[Trecho selecionado]
+--

O quarto do protagonista é repleto de pôsteres de bandas de rock da década, e somos inclusive apresentados a uma tomada de Ferris tomando banho, quando decide fazer um topete moicano com o shampoo, emulando os punks de então. Diferente da denúncia do consumismo, tão corrente nas críticas feitas à juventude dos anos Reagan, Hugues encontra na falta de perspectiva, limites e preocupação social, aquilo que seria a fonte de seus problemas e a poesia máxima de uma geração. Se, por um lado, os garotos e garotas dos anos 80, diferente de seus pais, não querem mudar o mundo, eles pelo menos querem aproveitá-lo ao máximo. Tratava-se a geração pós-baby boomer

Ferris, Nietzche e o super-homem 


Nascidos após a Segunda Guerra Mundial, os baby boomers foram os jovens do ciclo de manifestações de 1968, os que protestaram contra a Guerra do Vietnã, as ditaduras militares sul-americanas, e a linha dura soviética, em Praga. A eles coube o mérito de popularizarem, quando não de inventarem, o rock’n roll, de capitanear a revolução sexual e de inaugurar novas bandeiras políticas, como o direito das minorias, o desarmamento nuclear e a defesa do meio ambiente.

+--

[Dados]

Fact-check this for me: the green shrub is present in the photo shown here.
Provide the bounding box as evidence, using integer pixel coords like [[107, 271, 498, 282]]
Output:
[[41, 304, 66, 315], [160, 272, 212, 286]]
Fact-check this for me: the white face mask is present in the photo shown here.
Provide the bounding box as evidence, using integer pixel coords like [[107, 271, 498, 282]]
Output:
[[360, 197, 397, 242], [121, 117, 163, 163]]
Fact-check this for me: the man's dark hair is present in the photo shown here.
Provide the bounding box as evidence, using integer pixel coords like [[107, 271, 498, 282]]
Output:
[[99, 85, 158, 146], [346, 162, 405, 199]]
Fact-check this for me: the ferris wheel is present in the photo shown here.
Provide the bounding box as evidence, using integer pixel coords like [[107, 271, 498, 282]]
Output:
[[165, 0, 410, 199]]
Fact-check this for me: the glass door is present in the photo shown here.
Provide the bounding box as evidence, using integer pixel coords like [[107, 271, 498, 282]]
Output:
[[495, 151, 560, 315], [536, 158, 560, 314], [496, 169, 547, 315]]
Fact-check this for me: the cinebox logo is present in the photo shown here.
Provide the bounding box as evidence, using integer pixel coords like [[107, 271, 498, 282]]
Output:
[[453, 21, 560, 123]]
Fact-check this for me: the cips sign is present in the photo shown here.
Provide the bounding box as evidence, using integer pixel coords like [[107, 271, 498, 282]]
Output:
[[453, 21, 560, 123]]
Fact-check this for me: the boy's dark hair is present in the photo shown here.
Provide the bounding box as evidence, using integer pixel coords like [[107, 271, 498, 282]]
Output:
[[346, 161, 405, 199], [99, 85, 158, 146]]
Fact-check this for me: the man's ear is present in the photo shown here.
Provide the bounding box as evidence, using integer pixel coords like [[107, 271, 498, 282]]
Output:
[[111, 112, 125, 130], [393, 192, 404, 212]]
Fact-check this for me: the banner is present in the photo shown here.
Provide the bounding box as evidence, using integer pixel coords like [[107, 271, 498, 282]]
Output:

+--

[Tarefas e exercícios]
**A.** Segundo o trecho, contra o que os baby boomers protestaram?
**B.** Transforme em uma lista curta o parágrafo do trecho que começa com "Nascidos após a Segunda Guerra Mundial", mantendo os fatos principais.
**C.** Reproduza fielmente a parte do trecho que vai de "Nascidos após a" até "do meio ambiente.", inclusive.
Os dados vêm de uma fonte diferente da do trecho.

[Respostas das tarefas]
**A.** Contra a Guerra do Vietnã, as ditaduras militares sul-americanas e a linha dura soviética, em Praga.

**B.**
- Os baby boomers nasceram após a Segunda Guerra Mundial.
- Foram os jovens do ciclo de manifestações de 1968.
- Protestaram contra a Guerra do Vietnã, as ditaduras militares sul-americanas e a linha dura soviética, em Praga.
- Popularizaram, quando não inventaram, o rock'n roll.
- Capitanearam a revolução sexual.
- Inauguraram novas bandeiras políticas, como o direito das minorias, o desarmamento nuclear e a defesa do meio ambiente.

**C.**
Nascidos após a Segunda Guerra Mundial, os baby boomers foram os jovens do ciclo de manifestações de 1968, os que protestaram contra a Guerra do Vietnã, as ditaduras militares sul-americanas, e a linha dura soviética, em Praga. A eles coube o mérito de popularizarem, quando não de inventarem, o rock’n roll, de capitanear a revolução sexual e de inaugurar novas bandeiras políticas, como o direito das minorias, o desarmamento nuclear e a defesa do meio ambiente.